● TASK INSTRUCTIONS:
As the answer, give every line of the records that includes the word "standing".

↓

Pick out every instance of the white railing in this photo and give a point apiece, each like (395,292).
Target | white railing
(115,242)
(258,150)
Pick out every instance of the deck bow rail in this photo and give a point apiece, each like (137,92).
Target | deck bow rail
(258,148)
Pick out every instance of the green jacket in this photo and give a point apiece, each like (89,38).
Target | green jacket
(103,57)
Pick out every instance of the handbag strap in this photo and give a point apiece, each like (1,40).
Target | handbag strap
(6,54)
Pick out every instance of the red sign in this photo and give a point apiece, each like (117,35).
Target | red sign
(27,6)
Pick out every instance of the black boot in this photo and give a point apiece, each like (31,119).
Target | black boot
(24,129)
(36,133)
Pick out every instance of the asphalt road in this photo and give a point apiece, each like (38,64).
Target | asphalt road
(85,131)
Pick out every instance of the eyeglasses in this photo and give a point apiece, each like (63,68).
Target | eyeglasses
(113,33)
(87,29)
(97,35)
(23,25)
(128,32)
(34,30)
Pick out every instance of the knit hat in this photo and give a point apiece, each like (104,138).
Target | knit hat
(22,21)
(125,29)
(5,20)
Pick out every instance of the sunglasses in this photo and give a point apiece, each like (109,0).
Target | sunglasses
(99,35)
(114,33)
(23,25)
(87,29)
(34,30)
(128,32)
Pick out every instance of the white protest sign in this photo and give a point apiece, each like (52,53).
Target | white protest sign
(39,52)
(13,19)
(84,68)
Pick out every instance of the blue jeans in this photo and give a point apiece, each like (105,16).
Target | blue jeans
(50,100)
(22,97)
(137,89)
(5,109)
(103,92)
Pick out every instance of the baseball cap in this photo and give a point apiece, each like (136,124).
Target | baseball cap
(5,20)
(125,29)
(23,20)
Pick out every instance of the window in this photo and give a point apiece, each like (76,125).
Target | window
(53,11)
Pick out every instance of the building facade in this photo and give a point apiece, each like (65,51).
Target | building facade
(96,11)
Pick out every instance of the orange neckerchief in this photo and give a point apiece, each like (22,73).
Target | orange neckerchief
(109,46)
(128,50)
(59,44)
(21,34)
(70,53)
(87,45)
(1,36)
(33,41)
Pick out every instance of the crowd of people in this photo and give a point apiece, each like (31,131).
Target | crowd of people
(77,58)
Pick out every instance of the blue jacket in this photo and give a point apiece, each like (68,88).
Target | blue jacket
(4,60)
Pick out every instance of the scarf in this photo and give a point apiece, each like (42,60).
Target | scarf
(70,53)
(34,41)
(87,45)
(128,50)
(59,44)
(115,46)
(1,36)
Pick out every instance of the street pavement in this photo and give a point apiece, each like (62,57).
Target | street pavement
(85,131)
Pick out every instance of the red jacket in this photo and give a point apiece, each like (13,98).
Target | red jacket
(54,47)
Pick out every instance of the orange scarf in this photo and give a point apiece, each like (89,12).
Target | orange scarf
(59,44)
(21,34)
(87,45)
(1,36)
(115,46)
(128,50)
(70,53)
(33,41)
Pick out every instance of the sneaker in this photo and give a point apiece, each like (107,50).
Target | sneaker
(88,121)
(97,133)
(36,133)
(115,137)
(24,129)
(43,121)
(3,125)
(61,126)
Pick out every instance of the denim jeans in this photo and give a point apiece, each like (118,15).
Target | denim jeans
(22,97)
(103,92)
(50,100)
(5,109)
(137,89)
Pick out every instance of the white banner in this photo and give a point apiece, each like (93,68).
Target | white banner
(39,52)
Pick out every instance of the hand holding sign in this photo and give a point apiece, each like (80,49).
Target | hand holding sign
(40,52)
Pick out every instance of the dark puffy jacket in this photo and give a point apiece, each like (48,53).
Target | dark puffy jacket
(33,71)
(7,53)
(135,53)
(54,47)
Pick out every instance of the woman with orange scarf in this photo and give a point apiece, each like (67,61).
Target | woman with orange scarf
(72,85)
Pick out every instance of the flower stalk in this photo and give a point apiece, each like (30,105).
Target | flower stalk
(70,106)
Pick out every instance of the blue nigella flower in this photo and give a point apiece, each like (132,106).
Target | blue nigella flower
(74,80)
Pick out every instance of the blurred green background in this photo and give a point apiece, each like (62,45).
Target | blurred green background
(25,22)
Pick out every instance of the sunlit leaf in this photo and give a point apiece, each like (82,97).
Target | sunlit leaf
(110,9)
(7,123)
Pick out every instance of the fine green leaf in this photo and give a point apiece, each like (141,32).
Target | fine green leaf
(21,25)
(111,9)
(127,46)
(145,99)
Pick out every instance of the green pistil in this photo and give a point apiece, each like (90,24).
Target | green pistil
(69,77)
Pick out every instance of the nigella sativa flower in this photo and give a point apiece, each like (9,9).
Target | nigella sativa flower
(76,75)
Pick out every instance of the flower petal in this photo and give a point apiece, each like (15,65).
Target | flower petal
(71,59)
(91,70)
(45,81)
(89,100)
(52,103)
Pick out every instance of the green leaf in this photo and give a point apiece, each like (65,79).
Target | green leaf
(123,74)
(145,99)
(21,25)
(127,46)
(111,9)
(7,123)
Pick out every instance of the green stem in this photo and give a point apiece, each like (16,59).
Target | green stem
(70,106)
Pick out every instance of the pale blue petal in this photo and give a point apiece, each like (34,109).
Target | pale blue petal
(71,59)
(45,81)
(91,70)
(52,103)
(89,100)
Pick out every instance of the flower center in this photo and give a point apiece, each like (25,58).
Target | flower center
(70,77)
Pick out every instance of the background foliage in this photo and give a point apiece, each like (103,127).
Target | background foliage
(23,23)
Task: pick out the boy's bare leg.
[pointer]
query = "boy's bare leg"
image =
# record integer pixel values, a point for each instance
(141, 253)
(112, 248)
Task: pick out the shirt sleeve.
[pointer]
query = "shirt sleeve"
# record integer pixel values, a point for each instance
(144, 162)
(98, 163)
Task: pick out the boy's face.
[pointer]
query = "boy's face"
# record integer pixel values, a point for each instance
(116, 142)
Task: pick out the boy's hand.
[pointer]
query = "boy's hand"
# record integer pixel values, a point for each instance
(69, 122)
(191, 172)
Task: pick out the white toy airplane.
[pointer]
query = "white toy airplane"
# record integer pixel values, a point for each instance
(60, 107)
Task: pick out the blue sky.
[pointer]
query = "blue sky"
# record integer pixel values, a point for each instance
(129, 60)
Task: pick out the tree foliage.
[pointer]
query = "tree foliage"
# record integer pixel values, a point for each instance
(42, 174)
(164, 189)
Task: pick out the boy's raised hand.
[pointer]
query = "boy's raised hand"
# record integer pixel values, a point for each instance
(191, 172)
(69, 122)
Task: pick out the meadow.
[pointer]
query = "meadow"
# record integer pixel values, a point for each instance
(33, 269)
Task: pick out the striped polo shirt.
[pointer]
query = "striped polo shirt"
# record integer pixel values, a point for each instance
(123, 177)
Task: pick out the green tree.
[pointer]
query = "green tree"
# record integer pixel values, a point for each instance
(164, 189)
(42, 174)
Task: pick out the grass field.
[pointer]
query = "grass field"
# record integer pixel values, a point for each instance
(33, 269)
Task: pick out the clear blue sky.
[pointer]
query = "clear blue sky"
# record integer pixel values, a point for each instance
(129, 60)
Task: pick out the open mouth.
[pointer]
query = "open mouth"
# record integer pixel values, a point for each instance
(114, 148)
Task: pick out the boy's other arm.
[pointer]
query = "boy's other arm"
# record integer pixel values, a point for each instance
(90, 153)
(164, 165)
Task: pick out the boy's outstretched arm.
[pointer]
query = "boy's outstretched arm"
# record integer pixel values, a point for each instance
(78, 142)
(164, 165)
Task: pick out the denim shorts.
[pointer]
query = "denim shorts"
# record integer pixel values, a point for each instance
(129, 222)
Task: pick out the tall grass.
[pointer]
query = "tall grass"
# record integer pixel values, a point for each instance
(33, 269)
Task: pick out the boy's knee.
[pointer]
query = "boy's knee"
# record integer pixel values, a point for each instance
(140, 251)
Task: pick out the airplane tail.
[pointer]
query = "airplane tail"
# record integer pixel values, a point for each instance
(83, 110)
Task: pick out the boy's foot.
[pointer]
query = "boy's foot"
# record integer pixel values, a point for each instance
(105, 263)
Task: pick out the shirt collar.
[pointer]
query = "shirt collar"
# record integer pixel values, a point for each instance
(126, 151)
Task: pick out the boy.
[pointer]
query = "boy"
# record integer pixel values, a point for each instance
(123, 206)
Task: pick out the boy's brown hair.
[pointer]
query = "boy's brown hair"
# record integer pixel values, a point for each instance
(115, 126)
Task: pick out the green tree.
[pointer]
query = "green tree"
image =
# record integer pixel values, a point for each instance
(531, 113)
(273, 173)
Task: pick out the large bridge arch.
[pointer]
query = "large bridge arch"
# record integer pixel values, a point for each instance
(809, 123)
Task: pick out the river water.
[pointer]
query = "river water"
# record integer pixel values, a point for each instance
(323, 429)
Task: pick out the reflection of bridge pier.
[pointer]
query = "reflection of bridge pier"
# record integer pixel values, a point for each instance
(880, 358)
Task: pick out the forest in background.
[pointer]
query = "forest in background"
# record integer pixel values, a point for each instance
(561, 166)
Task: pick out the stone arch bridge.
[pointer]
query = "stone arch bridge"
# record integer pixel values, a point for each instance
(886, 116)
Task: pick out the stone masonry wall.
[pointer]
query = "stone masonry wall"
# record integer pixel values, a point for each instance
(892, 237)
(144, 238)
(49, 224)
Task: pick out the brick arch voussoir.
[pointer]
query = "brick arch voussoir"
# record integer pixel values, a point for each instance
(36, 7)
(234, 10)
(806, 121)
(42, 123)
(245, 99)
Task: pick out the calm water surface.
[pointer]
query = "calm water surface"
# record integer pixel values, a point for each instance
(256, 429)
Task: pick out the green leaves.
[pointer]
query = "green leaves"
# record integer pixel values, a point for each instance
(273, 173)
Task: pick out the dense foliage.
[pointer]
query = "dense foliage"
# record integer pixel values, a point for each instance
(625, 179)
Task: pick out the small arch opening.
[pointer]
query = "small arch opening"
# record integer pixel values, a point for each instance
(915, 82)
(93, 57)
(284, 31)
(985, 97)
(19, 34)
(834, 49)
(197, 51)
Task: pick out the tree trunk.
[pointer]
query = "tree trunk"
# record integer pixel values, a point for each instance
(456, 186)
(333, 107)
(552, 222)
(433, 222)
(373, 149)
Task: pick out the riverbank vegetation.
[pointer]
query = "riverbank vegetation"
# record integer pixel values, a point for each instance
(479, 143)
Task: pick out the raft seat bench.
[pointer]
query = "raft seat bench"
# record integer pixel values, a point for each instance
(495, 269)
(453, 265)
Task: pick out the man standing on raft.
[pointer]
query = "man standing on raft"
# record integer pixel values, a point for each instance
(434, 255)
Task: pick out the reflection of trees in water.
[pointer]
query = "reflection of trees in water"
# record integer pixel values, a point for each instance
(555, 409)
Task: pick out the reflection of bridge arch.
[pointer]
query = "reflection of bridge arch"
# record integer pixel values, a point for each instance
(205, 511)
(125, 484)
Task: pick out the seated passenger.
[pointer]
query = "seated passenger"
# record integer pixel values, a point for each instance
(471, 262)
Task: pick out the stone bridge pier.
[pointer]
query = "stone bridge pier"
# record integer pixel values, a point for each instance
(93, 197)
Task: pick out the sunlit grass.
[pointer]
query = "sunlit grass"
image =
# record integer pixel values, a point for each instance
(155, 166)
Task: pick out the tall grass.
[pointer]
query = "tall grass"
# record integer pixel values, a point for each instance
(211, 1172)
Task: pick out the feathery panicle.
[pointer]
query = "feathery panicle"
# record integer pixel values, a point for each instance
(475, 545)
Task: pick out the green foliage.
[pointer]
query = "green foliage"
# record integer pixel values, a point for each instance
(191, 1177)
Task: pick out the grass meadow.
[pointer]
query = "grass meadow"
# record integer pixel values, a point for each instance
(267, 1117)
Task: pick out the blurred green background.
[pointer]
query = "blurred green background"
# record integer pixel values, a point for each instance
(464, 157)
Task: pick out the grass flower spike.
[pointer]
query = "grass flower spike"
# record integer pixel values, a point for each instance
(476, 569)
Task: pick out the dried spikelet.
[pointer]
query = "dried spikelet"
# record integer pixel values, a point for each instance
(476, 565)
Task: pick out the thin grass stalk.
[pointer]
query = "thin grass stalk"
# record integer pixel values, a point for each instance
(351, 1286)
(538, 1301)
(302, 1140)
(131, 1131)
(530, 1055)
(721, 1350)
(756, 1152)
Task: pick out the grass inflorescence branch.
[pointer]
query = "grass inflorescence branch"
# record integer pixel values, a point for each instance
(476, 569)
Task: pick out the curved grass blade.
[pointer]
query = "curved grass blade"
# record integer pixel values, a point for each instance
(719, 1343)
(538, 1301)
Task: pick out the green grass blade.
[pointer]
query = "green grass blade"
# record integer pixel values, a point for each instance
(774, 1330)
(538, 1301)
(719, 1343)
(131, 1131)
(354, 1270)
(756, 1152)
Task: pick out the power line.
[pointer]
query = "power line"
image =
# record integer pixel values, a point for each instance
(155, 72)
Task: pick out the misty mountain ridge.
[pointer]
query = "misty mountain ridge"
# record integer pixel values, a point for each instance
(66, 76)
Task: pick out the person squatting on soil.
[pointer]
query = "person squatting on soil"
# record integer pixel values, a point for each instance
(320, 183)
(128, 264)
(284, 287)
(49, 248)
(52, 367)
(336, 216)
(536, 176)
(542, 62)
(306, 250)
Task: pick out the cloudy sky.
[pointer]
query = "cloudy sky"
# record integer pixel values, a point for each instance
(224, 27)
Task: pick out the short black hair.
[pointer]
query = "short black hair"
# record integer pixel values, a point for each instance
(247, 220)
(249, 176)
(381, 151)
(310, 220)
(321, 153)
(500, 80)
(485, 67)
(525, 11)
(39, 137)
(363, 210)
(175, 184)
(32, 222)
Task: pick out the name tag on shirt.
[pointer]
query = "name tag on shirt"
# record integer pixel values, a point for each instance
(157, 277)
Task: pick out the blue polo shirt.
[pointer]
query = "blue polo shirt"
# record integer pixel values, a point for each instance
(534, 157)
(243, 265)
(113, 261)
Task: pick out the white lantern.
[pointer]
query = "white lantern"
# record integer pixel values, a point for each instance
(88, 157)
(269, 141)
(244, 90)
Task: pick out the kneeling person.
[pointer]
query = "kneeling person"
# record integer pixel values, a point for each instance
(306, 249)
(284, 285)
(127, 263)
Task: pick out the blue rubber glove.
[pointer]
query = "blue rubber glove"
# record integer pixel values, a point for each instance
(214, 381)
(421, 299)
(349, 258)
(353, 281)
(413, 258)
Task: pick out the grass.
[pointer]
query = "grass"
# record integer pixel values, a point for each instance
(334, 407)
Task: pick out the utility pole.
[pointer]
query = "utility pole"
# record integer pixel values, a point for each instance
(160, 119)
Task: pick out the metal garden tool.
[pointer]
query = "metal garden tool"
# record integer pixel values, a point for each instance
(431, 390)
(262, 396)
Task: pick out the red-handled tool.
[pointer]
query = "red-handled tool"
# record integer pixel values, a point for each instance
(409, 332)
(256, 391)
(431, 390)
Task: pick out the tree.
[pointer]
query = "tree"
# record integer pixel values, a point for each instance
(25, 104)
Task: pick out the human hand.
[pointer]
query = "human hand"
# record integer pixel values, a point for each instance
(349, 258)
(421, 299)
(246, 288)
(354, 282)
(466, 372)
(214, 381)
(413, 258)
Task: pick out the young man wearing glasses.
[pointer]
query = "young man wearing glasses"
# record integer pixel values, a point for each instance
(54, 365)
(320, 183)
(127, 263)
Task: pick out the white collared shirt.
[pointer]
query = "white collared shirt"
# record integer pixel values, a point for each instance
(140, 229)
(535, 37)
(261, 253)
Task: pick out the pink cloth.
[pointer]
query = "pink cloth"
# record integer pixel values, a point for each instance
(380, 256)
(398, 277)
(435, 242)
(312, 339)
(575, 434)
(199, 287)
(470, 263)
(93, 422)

↑

● EXERCISE ANSWER:
Task: pick out the man standing on raft.
query = "man standing on raft"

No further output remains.